§ SUPPLIED RECORDS:

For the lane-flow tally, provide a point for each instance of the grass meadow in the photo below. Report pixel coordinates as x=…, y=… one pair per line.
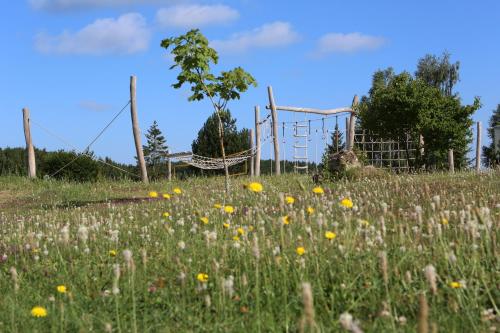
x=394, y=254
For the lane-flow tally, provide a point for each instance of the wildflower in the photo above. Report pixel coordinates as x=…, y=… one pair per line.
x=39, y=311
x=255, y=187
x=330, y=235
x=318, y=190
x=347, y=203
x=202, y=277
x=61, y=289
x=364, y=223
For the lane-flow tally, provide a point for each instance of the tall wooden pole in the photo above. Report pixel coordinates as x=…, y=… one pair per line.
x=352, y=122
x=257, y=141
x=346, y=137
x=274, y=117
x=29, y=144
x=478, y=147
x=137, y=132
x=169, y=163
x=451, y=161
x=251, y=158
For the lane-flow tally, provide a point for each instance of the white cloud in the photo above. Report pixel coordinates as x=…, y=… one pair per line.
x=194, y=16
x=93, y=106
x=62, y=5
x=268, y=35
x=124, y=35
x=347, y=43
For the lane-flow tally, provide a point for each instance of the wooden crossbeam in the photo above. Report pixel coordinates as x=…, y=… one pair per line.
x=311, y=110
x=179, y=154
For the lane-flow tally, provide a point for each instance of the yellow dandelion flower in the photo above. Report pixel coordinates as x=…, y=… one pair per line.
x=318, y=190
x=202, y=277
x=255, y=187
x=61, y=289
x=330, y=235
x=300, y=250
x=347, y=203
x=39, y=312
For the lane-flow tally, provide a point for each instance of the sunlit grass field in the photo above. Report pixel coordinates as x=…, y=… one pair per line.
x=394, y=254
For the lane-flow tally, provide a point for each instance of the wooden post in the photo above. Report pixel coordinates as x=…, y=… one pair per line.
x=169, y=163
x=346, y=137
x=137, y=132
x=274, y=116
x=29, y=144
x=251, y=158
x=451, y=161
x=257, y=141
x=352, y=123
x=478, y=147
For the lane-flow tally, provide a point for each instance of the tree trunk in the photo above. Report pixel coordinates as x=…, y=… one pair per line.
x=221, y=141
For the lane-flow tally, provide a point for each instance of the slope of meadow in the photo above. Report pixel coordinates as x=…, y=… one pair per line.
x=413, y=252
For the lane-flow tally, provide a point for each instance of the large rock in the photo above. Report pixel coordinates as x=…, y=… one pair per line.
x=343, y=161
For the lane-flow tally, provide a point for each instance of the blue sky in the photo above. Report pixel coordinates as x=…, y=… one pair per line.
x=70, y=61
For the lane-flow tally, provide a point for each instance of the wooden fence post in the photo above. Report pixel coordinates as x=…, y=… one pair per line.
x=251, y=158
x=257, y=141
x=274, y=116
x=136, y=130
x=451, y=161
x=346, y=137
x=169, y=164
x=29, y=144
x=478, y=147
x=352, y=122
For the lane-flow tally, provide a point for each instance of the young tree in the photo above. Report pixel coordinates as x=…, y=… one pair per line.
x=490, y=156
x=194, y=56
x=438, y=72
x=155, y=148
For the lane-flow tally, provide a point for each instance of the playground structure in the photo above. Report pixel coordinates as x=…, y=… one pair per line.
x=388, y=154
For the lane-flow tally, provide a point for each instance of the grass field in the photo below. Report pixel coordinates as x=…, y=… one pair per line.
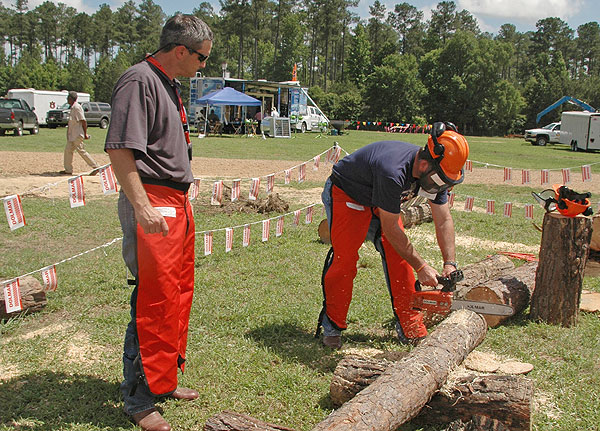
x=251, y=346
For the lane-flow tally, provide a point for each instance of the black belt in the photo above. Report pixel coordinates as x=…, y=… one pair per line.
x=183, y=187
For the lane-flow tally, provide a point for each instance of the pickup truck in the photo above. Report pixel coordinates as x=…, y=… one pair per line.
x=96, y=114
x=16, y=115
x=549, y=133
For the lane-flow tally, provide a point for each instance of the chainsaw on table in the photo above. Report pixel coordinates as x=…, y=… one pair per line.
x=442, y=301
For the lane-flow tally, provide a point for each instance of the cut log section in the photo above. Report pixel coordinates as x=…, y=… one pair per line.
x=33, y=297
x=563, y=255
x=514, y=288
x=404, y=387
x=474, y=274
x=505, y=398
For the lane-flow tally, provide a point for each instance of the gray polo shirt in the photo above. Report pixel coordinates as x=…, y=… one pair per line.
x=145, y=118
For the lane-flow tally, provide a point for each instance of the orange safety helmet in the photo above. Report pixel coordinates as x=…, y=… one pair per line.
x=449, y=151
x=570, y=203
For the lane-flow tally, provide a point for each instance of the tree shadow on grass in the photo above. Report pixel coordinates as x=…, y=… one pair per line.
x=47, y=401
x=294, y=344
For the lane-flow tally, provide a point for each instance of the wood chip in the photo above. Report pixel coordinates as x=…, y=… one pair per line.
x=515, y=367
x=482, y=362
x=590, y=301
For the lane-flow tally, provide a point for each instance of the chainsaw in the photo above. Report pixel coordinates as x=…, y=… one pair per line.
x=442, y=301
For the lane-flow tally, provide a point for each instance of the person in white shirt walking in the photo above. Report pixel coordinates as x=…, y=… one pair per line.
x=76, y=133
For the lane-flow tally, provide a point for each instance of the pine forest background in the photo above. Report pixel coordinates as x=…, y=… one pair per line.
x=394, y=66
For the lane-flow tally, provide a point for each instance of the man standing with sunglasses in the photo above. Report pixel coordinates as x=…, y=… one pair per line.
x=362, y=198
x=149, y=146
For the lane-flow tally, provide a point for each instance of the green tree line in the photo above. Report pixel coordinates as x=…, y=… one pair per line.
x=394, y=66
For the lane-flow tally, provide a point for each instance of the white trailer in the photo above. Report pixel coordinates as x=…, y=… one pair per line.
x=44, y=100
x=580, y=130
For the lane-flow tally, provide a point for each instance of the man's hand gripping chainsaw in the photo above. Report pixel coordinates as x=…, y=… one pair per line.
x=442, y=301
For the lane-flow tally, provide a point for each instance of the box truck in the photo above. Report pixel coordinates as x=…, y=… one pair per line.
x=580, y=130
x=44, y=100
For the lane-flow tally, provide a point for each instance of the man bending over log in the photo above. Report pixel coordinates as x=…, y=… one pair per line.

---

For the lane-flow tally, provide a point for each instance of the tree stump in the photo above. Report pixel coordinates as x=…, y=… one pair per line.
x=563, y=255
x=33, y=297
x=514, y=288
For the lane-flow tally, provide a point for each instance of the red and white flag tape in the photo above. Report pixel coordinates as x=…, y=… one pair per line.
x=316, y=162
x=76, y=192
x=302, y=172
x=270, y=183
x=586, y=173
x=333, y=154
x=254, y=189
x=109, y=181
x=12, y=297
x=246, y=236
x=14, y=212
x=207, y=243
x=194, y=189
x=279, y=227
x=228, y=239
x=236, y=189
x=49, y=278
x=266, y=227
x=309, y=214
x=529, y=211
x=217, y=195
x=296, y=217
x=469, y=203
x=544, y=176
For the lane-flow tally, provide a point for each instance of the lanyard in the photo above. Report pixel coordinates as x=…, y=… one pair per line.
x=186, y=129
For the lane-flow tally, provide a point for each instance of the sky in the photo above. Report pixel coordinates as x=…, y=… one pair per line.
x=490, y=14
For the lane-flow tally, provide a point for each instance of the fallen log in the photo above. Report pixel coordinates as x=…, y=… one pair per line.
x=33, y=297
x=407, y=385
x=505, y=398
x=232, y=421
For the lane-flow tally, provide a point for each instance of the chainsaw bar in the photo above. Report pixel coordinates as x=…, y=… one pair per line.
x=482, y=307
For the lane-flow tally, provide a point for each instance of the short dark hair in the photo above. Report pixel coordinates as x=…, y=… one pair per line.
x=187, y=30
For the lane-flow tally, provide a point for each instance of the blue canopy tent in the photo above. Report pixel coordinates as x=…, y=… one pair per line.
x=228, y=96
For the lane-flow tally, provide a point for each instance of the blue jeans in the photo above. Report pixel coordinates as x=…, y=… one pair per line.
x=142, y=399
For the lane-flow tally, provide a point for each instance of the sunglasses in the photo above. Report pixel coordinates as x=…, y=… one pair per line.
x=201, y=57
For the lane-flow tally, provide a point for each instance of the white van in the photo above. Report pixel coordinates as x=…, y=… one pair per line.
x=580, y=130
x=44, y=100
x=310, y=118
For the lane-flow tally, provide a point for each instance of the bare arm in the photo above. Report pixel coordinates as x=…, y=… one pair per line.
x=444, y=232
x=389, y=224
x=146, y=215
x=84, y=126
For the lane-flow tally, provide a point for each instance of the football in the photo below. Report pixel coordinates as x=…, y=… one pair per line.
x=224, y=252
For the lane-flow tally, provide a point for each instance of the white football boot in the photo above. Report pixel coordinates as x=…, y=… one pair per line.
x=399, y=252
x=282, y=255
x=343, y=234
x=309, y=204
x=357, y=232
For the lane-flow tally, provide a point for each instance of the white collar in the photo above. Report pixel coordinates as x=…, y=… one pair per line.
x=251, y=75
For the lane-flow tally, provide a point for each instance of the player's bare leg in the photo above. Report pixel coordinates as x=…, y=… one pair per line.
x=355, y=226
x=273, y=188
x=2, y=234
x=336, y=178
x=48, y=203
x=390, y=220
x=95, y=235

...

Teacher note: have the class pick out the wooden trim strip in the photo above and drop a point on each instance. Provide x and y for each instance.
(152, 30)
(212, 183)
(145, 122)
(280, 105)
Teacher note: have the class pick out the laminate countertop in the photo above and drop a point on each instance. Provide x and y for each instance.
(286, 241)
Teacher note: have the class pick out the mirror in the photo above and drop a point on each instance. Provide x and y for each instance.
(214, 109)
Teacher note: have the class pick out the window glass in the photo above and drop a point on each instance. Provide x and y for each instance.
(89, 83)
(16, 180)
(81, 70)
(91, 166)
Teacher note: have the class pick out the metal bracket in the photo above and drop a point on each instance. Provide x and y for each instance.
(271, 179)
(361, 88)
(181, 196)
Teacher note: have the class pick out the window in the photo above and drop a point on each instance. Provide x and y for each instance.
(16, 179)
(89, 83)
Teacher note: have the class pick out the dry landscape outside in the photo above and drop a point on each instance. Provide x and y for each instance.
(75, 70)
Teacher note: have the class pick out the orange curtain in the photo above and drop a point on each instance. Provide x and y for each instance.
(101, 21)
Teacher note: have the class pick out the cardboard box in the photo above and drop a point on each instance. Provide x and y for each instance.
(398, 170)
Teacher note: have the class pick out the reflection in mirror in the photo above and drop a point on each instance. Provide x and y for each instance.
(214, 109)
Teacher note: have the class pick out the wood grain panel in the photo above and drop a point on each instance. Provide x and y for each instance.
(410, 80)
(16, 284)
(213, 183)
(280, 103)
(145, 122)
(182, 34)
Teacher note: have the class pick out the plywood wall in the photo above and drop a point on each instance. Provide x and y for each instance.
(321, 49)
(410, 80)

§ TASK PROMPT:
Above are the records; print exactly the lines from the line with "of the green" to the line with "the man bending", including both, and nothing else.

§ YOUR RESPONSE:
For the lane-flow tally, provide a point for each instance of the green tree line in the photo above. Report pixel coordinates as x=…, y=… one pair per line.
x=394, y=66
For the lane-flow tally, provide a point for each instance of the white trailer in the photo above. Report pixel coordinates as x=…, y=… one pair per line.
x=44, y=100
x=580, y=130
For the lane-flow tally, provide a point for each instance of the man's hand gripping chainsaw in the photo above. Report pixel coordinates as x=…, y=… one pair per line.
x=442, y=301
For the lane-flow tally, provide a point for each instance of the box truck in the photo above. Report pixel coordinates as x=…, y=… one pair per line.
x=580, y=130
x=44, y=100
For the lane-flow tally, provide a point for each instance of the man bending over log in the photo above. Report pixel coordinates as x=…, y=… one pair per line.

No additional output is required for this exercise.